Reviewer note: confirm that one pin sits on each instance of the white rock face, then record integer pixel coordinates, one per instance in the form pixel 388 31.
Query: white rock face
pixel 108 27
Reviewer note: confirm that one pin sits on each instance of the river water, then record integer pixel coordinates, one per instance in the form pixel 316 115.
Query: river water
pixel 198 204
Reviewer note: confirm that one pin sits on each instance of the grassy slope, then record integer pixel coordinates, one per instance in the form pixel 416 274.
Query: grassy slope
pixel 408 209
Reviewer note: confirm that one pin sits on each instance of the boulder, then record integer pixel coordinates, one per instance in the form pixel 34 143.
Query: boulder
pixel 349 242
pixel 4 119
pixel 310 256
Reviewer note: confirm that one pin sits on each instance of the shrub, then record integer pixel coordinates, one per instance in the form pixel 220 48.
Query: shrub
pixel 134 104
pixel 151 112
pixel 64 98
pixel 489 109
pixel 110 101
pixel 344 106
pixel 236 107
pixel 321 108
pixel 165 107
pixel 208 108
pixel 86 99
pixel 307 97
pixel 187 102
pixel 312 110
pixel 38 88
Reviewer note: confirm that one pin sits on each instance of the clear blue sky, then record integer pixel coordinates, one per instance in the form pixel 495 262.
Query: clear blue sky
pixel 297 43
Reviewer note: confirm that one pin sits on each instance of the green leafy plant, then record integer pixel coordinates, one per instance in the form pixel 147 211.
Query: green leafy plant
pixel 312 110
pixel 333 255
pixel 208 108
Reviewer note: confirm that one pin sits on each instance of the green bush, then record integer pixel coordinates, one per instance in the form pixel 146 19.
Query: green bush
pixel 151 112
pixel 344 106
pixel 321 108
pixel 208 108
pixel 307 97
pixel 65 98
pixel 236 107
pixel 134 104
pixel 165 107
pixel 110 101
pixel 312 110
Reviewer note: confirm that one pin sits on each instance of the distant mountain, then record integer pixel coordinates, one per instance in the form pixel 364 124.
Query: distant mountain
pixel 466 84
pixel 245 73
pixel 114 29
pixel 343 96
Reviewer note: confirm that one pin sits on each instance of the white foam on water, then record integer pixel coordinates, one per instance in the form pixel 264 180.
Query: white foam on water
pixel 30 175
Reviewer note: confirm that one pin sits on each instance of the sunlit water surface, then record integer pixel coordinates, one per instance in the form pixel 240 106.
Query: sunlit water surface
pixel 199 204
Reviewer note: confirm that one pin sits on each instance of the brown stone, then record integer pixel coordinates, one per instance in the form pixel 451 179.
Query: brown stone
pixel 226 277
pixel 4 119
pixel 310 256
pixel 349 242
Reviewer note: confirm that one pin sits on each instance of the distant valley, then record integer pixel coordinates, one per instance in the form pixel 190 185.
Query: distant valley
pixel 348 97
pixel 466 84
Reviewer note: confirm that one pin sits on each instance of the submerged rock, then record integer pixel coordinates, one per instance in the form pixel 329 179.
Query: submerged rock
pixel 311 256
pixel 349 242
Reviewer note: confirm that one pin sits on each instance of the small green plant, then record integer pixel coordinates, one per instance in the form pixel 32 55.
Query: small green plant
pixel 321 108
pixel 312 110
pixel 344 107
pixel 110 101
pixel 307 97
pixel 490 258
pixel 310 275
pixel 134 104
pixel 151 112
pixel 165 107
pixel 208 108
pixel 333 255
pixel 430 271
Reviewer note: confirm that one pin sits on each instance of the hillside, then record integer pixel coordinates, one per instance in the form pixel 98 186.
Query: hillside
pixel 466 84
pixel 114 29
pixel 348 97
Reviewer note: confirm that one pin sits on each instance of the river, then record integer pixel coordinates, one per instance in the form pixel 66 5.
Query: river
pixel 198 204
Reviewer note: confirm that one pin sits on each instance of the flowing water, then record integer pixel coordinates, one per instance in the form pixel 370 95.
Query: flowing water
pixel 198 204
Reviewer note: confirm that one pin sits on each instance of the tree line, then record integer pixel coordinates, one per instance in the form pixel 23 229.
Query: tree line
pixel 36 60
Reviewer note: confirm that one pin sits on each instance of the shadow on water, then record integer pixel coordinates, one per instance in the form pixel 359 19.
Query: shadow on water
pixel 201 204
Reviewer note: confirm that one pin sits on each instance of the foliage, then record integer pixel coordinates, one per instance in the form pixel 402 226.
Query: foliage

[How to complete this task] Please set down the whole listing above without altering a single line.

[Problem solution]
Reviewer note: confirm that one pin sits on each instance of the white rock face, then record integer pixel coordinates, one per instance in the form pixel 388 31.
Query: white rock face
pixel 108 27
Reviewer note: confirm that one pin sits on each instance of the river water, then record integer pixel coordinates, one per instance in the form pixel 316 115.
Query: river water
pixel 198 204
Reviewer note: confirm that one pin sits on each instance of the grassy slope, then record integer pixel coordinates, one per instance in the form pixel 416 274.
Query: grassy slope
pixel 408 209
Reviewer note: confirm that one pin sits on each instance of the boulder, then record integer pixel coordinates, one per instance in the form pixel 34 143.
Query: boulder
pixel 349 242
pixel 4 119
pixel 310 256
Reviewer note: confirm that one pin sits on each instance of the shrub, then record integer pixel coordinates, one per instance in the form pixel 220 48.
Query: shrub
pixel 134 104
pixel 151 112
pixel 64 98
pixel 489 109
pixel 110 101
pixel 344 106
pixel 236 107
pixel 321 108
pixel 165 107
pixel 208 108
pixel 86 99
pixel 307 97
pixel 187 102
pixel 312 110
pixel 38 88
Reviewer note: confirm that one pin sits on each instance of the clear blue sky, then record integer pixel coordinates, one per instance in the form pixel 495 262.
Query: clear blue sky
pixel 297 43
Reviewer note: confirm that one pin sits on each instance of the green leafy plant, then record integer pixel coordinates, one per instance in the form pixel 147 211.
Query: green leafy plant
pixel 312 110
pixel 333 255
pixel 208 108
Reviewer note: confirm that one pin sits on each instance of the green bush, then record integer pixel coordinates, one per instance in the form pixel 146 19.
Query: green bush
pixel 151 112
pixel 344 106
pixel 321 108
pixel 208 108
pixel 307 97
pixel 65 98
pixel 236 107
pixel 134 104
pixel 165 107
pixel 110 101
pixel 312 110
Reviewer note: confirm that one pin sits on each instance of the distant mountain, then record integer pixel coordinates, one per instance in the form pixel 364 124.
Query: distant mountain
pixel 466 84
pixel 245 73
pixel 114 29
pixel 343 96
Reviewer note: confirm that one pin sits on each instance of the white foam on water, then record integer pixel coordinates, one per instance in the form pixel 264 180.
Query: white foam on water
pixel 30 175
Reviewer note: confirm that one pin sits on each instance of the sunlit water surface, then record integer pixel coordinates, one per instance in the form pixel 240 106.
Query: sunlit water surface
pixel 199 204
Reviewer note: confirm that one pin sits on each instance of the brown stone, then record integer pixel coordinates, one per instance in the form pixel 451 179.
Query: brown stone
pixel 226 277
pixel 4 119
pixel 310 256
pixel 349 242
Reviewer note: confirm that one pin sits on each instance of the distant valley, then record integer pixel coordinates, one per instance in the form pixel 190 185.
Query: distant valley
pixel 348 97
pixel 466 84
Reviewer note: confirm that one pin sits on each instance of the submerged rock, then record integer pixel coordinates, one per instance in the form pixel 329 179.
Query: submerged rock
pixel 311 256
pixel 349 242
Reviewer note: confirm that one pin sits on each instance of the small green plant, then record integer pixel coordinates, one per instance in the form pixel 32 55.
Query: small green plant
pixel 321 108
pixel 312 110
pixel 344 107
pixel 110 101
pixel 307 97
pixel 490 258
pixel 310 275
pixel 134 104
pixel 151 112
pixel 165 107
pixel 208 108
pixel 333 255
pixel 430 271
Reviewer note: confirm that one pin sits on each instance of the hillside, then record integer pixel coordinates, one per instance in the form pixel 98 186.
Query: hillside
pixel 466 84
pixel 114 29
pixel 348 97
Reviewer note: confirm that one pin sits on each instance of the river, then record integer pixel coordinates, one per instance in the form pixel 66 5.
Query: river
pixel 198 204
Reviewer note: confirm that one pin sits on each instance of the flowing water, then record integer pixel coordinates, one per instance in the form pixel 370 95.
Query: flowing water
pixel 198 204
Reviewer note: confirm that one pin sits on each instance of the tree line, then record integer pixel coordinates, one per instance in the form pixel 23 229.
Query: tree line
pixel 36 60
Reviewer note: confirm that one pin sits on each instance of the shadow on water, then record integer pixel coordinates, one per instance in the form pixel 359 19.
Query: shadow on water
pixel 201 204
Reviewer note: confirm that one pin sits on each instance of the foliage, then record integer pixel coordinates, one per instance in the form pixel 402 226.
Query: foliage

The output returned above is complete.